===== Extracted data

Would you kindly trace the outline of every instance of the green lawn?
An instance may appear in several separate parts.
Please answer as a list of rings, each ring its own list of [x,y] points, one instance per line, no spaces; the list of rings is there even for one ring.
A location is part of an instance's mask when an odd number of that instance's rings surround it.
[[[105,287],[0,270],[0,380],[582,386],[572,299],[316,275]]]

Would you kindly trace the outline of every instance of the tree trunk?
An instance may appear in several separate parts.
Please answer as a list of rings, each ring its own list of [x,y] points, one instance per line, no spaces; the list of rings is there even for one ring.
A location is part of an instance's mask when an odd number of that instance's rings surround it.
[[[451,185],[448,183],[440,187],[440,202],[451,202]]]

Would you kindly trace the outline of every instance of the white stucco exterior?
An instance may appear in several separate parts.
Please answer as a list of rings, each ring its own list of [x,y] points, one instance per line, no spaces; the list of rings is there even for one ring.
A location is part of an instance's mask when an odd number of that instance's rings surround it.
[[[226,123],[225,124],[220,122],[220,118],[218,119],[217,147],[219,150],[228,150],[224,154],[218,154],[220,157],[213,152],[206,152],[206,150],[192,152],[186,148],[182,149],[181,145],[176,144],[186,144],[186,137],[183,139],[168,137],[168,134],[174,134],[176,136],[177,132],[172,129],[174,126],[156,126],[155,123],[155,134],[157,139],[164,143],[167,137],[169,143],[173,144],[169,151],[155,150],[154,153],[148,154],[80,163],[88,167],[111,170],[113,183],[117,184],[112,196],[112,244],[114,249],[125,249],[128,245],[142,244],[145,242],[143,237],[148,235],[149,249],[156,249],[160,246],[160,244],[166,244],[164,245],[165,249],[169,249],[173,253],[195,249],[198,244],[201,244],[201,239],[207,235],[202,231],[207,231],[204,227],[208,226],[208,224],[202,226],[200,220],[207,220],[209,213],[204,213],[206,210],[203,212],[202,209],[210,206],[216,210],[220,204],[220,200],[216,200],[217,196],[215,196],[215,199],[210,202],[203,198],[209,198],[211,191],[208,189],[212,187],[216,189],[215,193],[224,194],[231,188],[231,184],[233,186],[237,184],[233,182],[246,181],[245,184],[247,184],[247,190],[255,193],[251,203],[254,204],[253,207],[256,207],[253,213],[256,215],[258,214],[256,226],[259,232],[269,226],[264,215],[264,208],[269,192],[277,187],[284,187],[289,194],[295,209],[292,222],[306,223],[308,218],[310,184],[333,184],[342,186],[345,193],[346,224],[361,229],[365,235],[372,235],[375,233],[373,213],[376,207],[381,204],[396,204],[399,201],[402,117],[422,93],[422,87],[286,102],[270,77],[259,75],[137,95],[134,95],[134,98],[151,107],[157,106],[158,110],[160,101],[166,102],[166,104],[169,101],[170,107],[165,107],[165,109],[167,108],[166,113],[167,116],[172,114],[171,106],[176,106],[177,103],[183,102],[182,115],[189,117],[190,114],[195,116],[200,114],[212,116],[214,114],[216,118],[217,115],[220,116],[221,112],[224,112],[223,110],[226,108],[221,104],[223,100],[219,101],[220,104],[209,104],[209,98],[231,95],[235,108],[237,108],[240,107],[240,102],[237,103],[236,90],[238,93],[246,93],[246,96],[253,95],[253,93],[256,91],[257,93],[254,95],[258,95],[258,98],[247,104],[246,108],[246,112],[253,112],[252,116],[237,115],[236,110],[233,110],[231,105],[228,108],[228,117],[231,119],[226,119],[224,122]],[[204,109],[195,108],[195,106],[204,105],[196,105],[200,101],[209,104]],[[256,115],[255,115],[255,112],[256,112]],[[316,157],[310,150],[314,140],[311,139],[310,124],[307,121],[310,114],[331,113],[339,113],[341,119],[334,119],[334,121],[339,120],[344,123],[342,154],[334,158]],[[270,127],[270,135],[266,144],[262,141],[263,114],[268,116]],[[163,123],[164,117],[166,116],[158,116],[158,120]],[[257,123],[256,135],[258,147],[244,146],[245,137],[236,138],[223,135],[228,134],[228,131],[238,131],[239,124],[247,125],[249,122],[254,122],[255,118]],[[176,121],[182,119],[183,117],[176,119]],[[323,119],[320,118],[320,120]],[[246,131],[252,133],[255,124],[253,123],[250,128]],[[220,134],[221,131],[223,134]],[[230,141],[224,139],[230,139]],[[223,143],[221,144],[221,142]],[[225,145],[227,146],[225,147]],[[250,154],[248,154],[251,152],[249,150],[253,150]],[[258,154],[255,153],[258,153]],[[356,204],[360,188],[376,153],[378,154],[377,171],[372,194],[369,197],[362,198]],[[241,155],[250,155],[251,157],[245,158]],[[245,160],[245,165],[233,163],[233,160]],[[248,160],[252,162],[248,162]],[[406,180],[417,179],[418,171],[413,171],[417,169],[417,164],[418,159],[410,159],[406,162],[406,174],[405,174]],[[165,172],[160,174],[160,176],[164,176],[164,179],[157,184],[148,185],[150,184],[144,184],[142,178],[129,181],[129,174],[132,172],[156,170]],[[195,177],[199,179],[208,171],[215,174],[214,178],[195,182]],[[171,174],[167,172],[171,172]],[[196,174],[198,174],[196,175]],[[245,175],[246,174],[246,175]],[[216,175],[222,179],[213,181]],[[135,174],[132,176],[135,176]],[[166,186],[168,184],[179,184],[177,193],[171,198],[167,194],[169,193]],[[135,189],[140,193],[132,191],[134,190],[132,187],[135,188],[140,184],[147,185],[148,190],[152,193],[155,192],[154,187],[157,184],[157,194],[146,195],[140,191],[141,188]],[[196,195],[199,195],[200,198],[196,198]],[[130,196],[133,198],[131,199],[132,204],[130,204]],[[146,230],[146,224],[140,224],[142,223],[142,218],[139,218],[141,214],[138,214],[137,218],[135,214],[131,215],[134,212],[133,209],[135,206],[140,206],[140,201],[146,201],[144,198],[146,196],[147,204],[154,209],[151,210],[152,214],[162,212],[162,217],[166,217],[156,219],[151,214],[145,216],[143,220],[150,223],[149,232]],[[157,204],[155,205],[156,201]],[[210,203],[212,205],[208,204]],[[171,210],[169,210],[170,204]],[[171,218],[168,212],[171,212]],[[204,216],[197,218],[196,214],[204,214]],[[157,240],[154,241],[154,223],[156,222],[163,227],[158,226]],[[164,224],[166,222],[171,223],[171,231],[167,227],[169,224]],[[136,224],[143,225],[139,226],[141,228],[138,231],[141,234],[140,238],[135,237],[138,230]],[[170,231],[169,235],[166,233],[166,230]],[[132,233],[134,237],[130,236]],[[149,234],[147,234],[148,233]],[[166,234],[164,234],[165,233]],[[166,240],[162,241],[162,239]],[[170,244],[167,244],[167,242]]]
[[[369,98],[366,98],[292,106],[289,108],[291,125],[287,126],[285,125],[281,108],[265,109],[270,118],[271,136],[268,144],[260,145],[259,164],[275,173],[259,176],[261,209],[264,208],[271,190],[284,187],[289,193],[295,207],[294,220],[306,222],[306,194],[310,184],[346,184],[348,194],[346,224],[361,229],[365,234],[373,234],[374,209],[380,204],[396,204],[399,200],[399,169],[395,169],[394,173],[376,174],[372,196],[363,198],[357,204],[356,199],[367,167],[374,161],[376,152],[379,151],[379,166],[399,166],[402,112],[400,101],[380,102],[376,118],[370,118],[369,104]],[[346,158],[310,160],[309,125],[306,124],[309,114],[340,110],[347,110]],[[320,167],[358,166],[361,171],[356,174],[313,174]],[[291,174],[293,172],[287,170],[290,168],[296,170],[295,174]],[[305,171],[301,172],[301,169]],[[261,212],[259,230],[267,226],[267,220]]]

==========

- _Written problem_:
Copy every line of the records above verbatim, preserving all characters, spacing, and line breaks.

- _Reply_:
Would you kindly trace the outline of every instance of the green lawn?
An instance may appear in several separate parts.
Please answer as a list of rings, each ring its own list of [x,y] points, one instance per line, no spaces; the list of rings is there even for one ring.
A location is part of an instance's mask when an odd number of that instance's rings surround it.
[[[105,287],[0,270],[0,380],[582,386],[572,299],[316,275]]]

Would you kindly trace the outline of every instance of the tree trunk?
An instance may appear in several separate parts.
Please answer as a list of rings, each ring its own list of [x,y] points, one instance per line, no spaces; the list of rings is there even for one ring.
A location is part of an instance's mask when an odd number of that instance's rings surround it.
[[[451,185],[448,183],[440,187],[440,202],[451,202]]]

Would you kindly trace the outline of every instance of the white stucco exterior?
An instance may appear in several separate parts.
Please answer as a list of rings, each ring its own list of [x,y] points, one instance per line, no spaces; the list of rings is there even for one ring.
A location is part of an instance's mask when an odd number of that instance's rings surround it.
[[[226,123],[225,124],[220,122],[220,118],[218,119],[217,147],[219,150],[228,150],[224,154],[218,154],[220,157],[213,152],[206,152],[206,150],[192,152],[186,148],[182,149],[181,145],[176,144],[186,144],[186,137],[183,139],[168,137],[168,134],[174,134],[176,136],[177,132],[172,129],[174,126],[156,126],[155,123],[155,134],[157,139],[164,143],[167,137],[169,143],[173,144],[169,151],[155,150],[154,153],[148,154],[80,163],[88,167],[111,170],[113,183],[117,184],[112,196],[112,244],[114,249],[125,249],[128,245],[142,244],[145,242],[143,237],[148,235],[149,249],[156,249],[160,246],[160,244],[166,244],[164,245],[165,249],[169,249],[173,253],[195,249],[198,244],[201,244],[201,239],[207,235],[202,231],[207,231],[204,227],[208,226],[208,224],[202,226],[200,220],[207,220],[209,213],[204,213],[206,210],[203,212],[202,209],[210,206],[216,210],[220,204],[220,200],[216,200],[217,196],[215,196],[215,199],[210,202],[203,198],[209,198],[211,191],[208,189],[212,187],[216,189],[215,193],[224,194],[231,188],[231,184],[233,186],[237,184],[233,182],[246,181],[245,184],[247,184],[247,190],[255,193],[251,203],[254,204],[253,207],[256,207],[253,213],[256,215],[258,214],[256,226],[259,232],[269,226],[264,215],[264,208],[269,192],[277,187],[284,187],[289,194],[295,209],[292,222],[306,223],[308,218],[310,184],[333,184],[342,186],[345,193],[346,224],[361,229],[365,235],[372,235],[375,233],[373,213],[376,207],[381,204],[396,204],[399,201],[402,117],[422,93],[422,87],[286,102],[270,77],[259,75],[137,95],[134,95],[134,98],[151,107],[157,106],[158,110],[160,101],[166,102],[166,104],[169,101],[170,107],[165,107],[165,109],[167,108],[166,113],[167,116],[172,114],[171,106],[176,106],[177,103],[183,102],[182,115],[189,117],[190,114],[195,116],[200,114],[212,116],[214,114],[216,118],[217,115],[220,116],[221,112],[224,112],[223,110],[226,108],[221,104],[223,100],[219,101],[220,104],[209,104],[209,98],[231,95],[235,108],[237,108],[240,107],[240,102],[237,103],[236,90],[238,93],[246,93],[246,96],[253,95],[253,93],[256,91],[257,93],[254,95],[258,95],[258,98],[247,104],[246,108],[246,112],[253,112],[252,116],[237,115],[236,110],[233,110],[231,105],[228,108],[228,117],[231,119],[226,119],[224,122]],[[204,109],[195,108],[195,106],[204,105],[196,105],[200,101],[209,104]],[[256,115],[255,115],[255,112],[256,112]],[[316,157],[310,150],[314,140],[311,139],[310,124],[307,121],[310,114],[331,113],[339,113],[341,119],[334,119],[334,121],[339,120],[344,123],[342,154],[334,158]],[[270,127],[270,135],[266,144],[262,141],[263,114],[268,116]],[[163,123],[164,117],[166,116],[158,116],[158,120]],[[257,123],[256,135],[258,147],[244,146],[245,137],[236,138],[223,135],[228,134],[228,131],[238,131],[239,124],[247,125],[249,122],[254,122],[255,118]],[[176,121],[182,119],[183,117],[176,119]],[[323,119],[320,118],[320,120]],[[246,131],[252,133],[255,124],[253,123],[250,128]],[[220,134],[221,131],[223,134]],[[230,141],[224,139],[230,139]],[[223,143],[221,144],[221,142]],[[225,145],[227,146],[225,147]],[[250,154],[248,154],[251,152],[249,150],[253,150]],[[258,154],[255,153],[258,153]],[[356,204],[360,188],[376,153],[378,154],[377,171],[372,194],[369,197],[362,198]],[[241,155],[250,155],[251,157],[245,158]],[[245,160],[245,165],[233,163],[233,160]],[[248,160],[252,162],[248,162]],[[406,180],[417,179],[418,171],[413,171],[417,169],[417,164],[418,159],[410,159],[406,162],[406,174],[405,174]],[[165,172],[160,174],[160,176],[164,176],[164,179],[157,184],[148,185],[150,184],[144,184],[142,178],[129,181],[129,174],[132,172],[156,170]],[[195,177],[199,179],[208,171],[215,174],[214,178],[195,182]],[[171,174],[167,172],[171,172]],[[196,174],[198,174],[196,175]],[[245,175],[246,174],[246,175]],[[216,175],[222,179],[213,181]],[[135,174],[132,176],[135,176]],[[166,186],[168,184],[179,184],[177,193],[171,198],[167,194],[169,193]],[[135,189],[140,193],[132,191],[134,190],[132,187],[135,188],[140,184],[147,185],[148,190],[152,193],[155,192],[154,187],[157,184],[157,194],[146,195],[140,191],[141,188]],[[196,195],[199,195],[200,198],[196,198]],[[130,196],[133,198],[131,199],[132,204],[130,204]],[[146,230],[146,224],[140,224],[142,223],[142,218],[139,218],[141,214],[138,214],[137,218],[135,214],[131,215],[134,212],[133,209],[135,206],[140,206],[140,201],[146,201],[144,198],[146,196],[147,204],[154,209],[151,210],[152,214],[162,212],[162,217],[166,217],[156,219],[151,214],[145,216],[143,220],[150,223],[149,232]],[[157,204],[155,205],[156,201]],[[210,203],[212,205],[208,204]],[[171,210],[169,210],[170,204]],[[171,218],[168,212],[171,212]],[[204,216],[197,218],[196,214],[204,214]],[[157,240],[154,241],[154,223],[156,222],[163,227],[158,226]],[[164,224],[166,222],[171,223],[171,231],[167,227],[169,224]],[[136,224],[143,225],[139,226],[141,228],[138,231],[141,234],[140,238],[135,237],[138,230]],[[170,231],[169,235],[166,233],[166,230]],[[132,233],[134,237],[130,236]],[[149,234],[147,234],[148,233]],[[166,234],[164,234],[165,233]],[[166,240],[162,241],[162,239]],[[170,244],[167,244],[167,242]]]
[[[369,98],[366,98],[292,106],[289,108],[291,125],[287,126],[285,125],[281,108],[265,109],[270,118],[271,136],[268,144],[260,145],[259,164],[275,173],[259,176],[261,209],[264,208],[271,190],[284,187],[289,193],[295,207],[294,220],[306,222],[306,194],[310,184],[346,184],[348,194],[346,224],[361,229],[365,234],[373,234],[374,209],[380,204],[396,204],[399,200],[399,169],[395,169],[394,173],[376,174],[372,196],[363,198],[357,204],[356,199],[367,167],[374,161],[376,152],[379,151],[379,166],[399,166],[402,112],[400,101],[380,102],[376,118],[370,118],[369,104]],[[346,158],[310,160],[309,125],[306,124],[309,114],[340,110],[347,110]],[[320,167],[358,166],[361,171],[356,174],[313,174]],[[291,174],[293,172],[287,170],[290,168],[296,170],[295,174]],[[305,171],[301,172],[301,169]],[[261,212],[259,230],[267,226],[267,220]]]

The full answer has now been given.